>>>>>

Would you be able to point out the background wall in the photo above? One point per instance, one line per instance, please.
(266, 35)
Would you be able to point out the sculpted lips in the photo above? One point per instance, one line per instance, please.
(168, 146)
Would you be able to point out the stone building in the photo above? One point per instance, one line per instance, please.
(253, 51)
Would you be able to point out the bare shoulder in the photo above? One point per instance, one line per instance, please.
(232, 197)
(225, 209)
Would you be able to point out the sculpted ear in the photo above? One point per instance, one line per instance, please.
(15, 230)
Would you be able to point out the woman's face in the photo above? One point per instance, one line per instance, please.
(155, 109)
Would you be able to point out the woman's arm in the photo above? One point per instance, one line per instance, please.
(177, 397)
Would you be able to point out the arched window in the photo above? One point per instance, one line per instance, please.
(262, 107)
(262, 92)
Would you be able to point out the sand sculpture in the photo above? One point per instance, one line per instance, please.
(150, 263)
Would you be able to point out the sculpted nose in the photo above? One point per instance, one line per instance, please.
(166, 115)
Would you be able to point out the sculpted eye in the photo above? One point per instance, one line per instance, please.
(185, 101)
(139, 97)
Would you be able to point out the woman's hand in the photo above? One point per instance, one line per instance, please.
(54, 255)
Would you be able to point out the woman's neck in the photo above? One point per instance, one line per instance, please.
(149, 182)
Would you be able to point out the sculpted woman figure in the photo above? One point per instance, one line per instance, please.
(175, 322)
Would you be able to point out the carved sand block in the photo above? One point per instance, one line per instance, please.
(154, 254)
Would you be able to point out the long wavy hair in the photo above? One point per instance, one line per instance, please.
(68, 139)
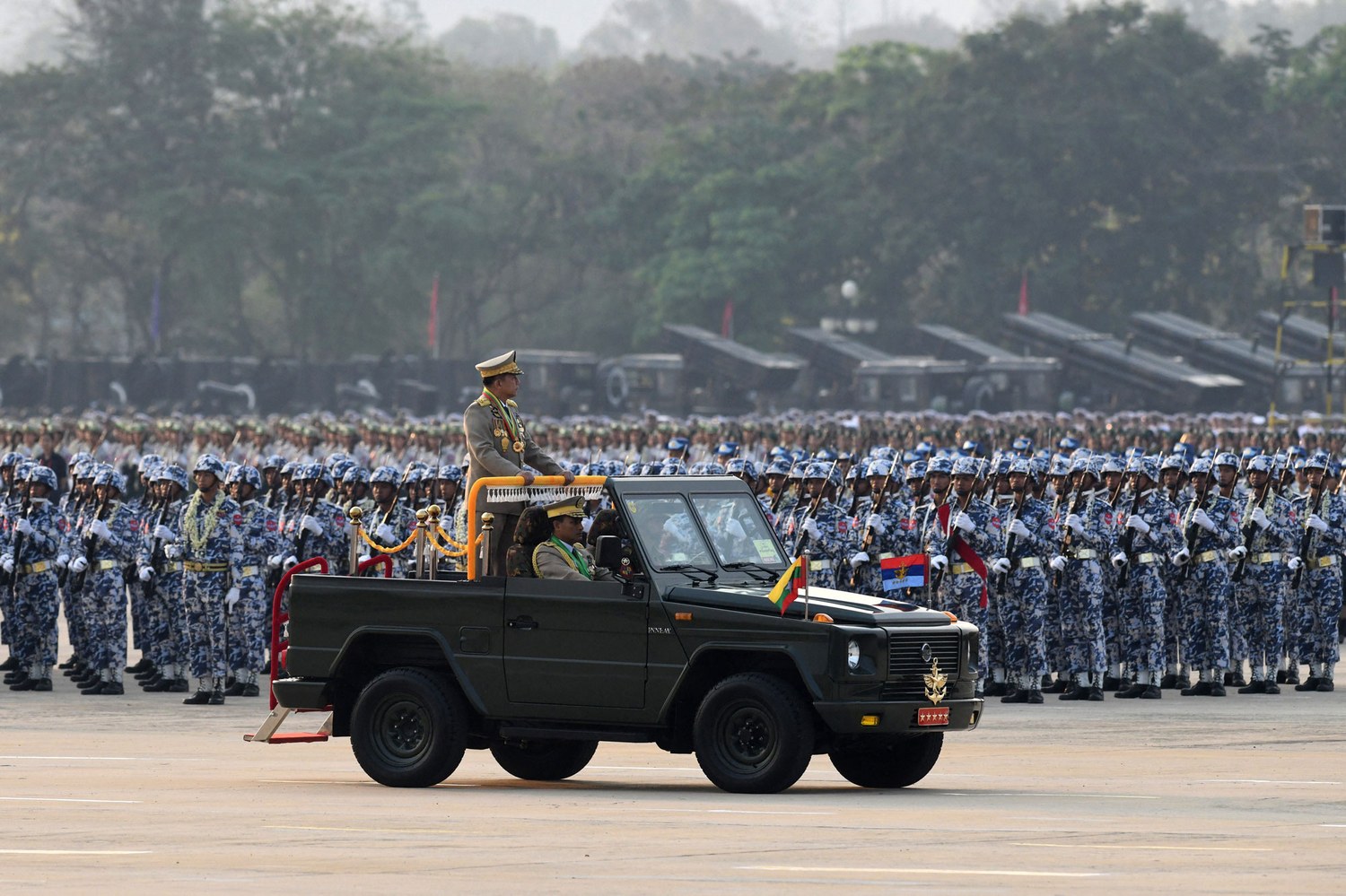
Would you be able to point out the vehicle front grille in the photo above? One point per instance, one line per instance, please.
(906, 667)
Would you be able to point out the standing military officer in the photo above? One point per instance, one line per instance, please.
(500, 444)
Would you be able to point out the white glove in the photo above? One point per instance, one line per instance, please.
(1138, 522)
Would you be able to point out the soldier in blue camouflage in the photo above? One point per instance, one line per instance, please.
(108, 543)
(162, 576)
(1319, 596)
(1087, 535)
(249, 619)
(1268, 522)
(35, 537)
(1211, 530)
(1155, 541)
(1030, 535)
(949, 517)
(818, 526)
(212, 548)
(392, 519)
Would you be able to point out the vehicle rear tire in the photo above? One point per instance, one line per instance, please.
(753, 735)
(886, 761)
(544, 759)
(409, 728)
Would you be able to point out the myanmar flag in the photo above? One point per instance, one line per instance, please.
(904, 572)
(791, 583)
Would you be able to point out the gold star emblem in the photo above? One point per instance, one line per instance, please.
(937, 683)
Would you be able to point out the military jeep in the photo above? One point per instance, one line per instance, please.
(683, 650)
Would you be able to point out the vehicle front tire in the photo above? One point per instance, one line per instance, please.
(544, 759)
(409, 728)
(886, 761)
(753, 735)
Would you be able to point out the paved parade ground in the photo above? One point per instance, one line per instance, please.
(1192, 796)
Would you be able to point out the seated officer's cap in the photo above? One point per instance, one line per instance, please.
(498, 365)
(572, 506)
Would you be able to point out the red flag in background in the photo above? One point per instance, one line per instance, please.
(433, 330)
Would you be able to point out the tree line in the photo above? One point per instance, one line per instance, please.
(268, 178)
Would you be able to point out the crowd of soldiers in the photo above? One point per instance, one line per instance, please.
(1096, 553)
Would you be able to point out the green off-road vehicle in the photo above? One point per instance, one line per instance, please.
(684, 650)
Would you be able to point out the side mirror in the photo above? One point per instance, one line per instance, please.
(608, 552)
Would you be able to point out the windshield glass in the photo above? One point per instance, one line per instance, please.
(738, 530)
(665, 527)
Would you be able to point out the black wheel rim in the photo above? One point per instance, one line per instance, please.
(401, 729)
(747, 736)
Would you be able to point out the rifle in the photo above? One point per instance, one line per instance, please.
(1315, 497)
(1249, 530)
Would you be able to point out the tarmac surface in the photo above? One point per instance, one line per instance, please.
(1182, 796)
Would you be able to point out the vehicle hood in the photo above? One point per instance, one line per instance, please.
(843, 605)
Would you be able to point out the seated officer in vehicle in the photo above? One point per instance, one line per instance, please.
(563, 556)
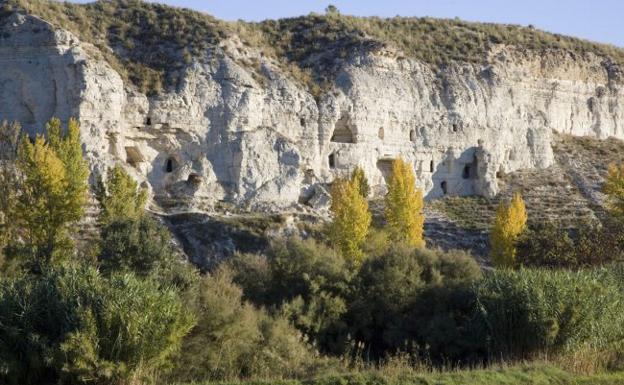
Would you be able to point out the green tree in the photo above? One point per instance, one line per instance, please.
(73, 326)
(51, 194)
(140, 246)
(233, 339)
(119, 197)
(9, 143)
(68, 148)
(359, 178)
(509, 224)
(404, 206)
(351, 219)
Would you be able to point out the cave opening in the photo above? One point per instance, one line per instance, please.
(343, 132)
(169, 164)
(466, 172)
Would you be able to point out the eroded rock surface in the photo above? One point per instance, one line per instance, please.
(224, 135)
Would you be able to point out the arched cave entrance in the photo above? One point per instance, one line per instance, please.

<<<<<

• [Assignment]:
Keep every word of the records and none of the pictures when you print them again.

• [Exercise solution]:
Would you be able to point out the background wall in the photo above? One point per instance, one line per instance, please.
(266, 35)
Would you be able to point out the sculpted lips in the photo above? One point per instance, one line per instance, please.
(168, 146)
Would you be able to point out the stone building in the photo above? One point per instance, one line per instance, please.
(253, 51)
Would you be able to point out the bare shoulder in the photo above? One point per instance, one line per instance, please.
(232, 197)
(225, 209)
Would you be able to point out the sculpted ear in the photo above? One point per instance, one line per instance, please.
(15, 230)
Would you be able to point out the woman's face in the photo above? One point per instance, one line per instance, please.
(155, 109)
Would you be able to point out the woman's arm in the photo above? One point per instance, one line per instance, please.
(177, 397)
Would you be able to point out the arched window in the photo above? One point per instance, one line per instance, please.
(262, 107)
(262, 92)
Would you be able to point out the sand sculpture in the photo above? One point per instance, one line per instance, please.
(150, 263)
Would you be able to point out the sculpted nose in the photo above? One point per instance, one line per instance, please.
(166, 115)
Would you be able to point out the sculpted eye in the photo above? One point per instance, one line per instance, please.
(185, 101)
(139, 97)
Would you be able to point out the woman's hand in the photo above? One point per instance, one line per instance, please.
(54, 255)
Would you be able to point out the woman's neck in the photo above? One point per instance, one line per instance, please.
(149, 182)
Would you be able to point out the sculpted woman figure in the photo above? One point per instance, one line per instance, please.
(175, 322)
Would you be able to point out the carved sand block in the photo above? One point per instance, one line per instance, please.
(154, 254)
Would you be able to point out the long wavy hair in the photo above? One point per instance, one line per instance, please.
(68, 139)
Would you be able to point out the vehicle front grille in the photo above? One point per instance, one line per instance, please.
(906, 667)
Would you be able to point out the standing military officer in the photo above? One point per instance, one line per instance, please.
(500, 444)
Would you be able to point out the white glove in the photo above? One point per instance, one line per instance, please.
(1138, 522)
Would you be able to point out the soldier in blue camouflage in the photo above? One point per instance, one line per instance, please.
(108, 543)
(162, 576)
(1319, 596)
(1087, 535)
(249, 619)
(1268, 522)
(35, 537)
(1211, 530)
(1155, 541)
(1030, 535)
(949, 517)
(818, 526)
(212, 548)
(392, 519)
Would you be able to point out the vehicle rear tire in the photo above? One point per instance, one line per instance, please.
(753, 735)
(886, 761)
(544, 759)
(409, 728)
Would you be able to point out the myanmar flag in the photo above? One point per instance, one line per instance, please.
(904, 572)
(791, 583)
Would you be able to point out the gold star emblem in the photo above? One point per instance, one line per instance, please.
(937, 683)
Would you be able to point out the military jeep in the photo above? One point per instance, one line per instance, please.
(683, 650)
Would you be able to point out the vehicle front tire in the photo above? One point per instance, one line per instance, please.
(544, 759)
(409, 728)
(886, 761)
(753, 735)
Would you be able to point out the paved parade ground in the photo above? One point per instance, one line per instance, please.
(1192, 796)
Would you be able to point out the seated officer's cap in the photo above? One point per instance, one line per instance, please.
(498, 365)
(572, 506)
Would you be able to point out the red flag in background in the photo above? One point per instance, one line per instance, please.
(433, 330)
Would you be able to point out the tree line in the photo above? One point per instance, one line per instance, please.
(268, 178)
Would you be able to point out the crowd of soldiers in the photo above? One point per instance, one line per instance, please.
(1096, 553)
Would you be able to point out the green off-road vehicle in the photo above? One point per instance, one line per instance, please.
(684, 650)
Would you be able to point out the side mirror in the photo above? One point per instance, one line per instance, please.
(608, 552)
Would you be able to point out the windshield glass in the photo above? One point per instance, one line per instance, please.
(738, 530)
(665, 527)
Would you be able to point out the black wheel rim in the photo above? One point per instance, one line per instance, please.
(401, 729)
(747, 736)
Would you be able to point out the rifle in the photo above? One point per instance, one line per instance, please.
(1315, 497)
(1249, 530)
Would you be able to point out the tarmac surface in the photo above? One point per instance, one line per instance, please.
(1182, 796)
Would you be able to point out the vehicle hood in the photo above? One point per instance, one line per instance, please.
(843, 605)
Would you be able to point out the seated officer in vehicle in the photo above? One point per instance, one line per instance, please.
(563, 556)
Would you be able to point out the green tree in the photo above? One point per instance, one line per instance, please.
(73, 326)
(51, 194)
(140, 246)
(233, 339)
(119, 197)
(9, 143)
(68, 148)
(359, 178)
(509, 224)
(404, 206)
(351, 219)
Would you be able to point out the cave opening in the photo above? One point per instance, one line per instance, please.
(343, 132)
(169, 164)
(466, 172)
Would you be able to point out the eroded rock surface in the photo above? One point per instance, one line per instance, please.
(224, 135)
Would you be able to point out the arched cave entrance in the photo above? One point per instance, one line per instance, please.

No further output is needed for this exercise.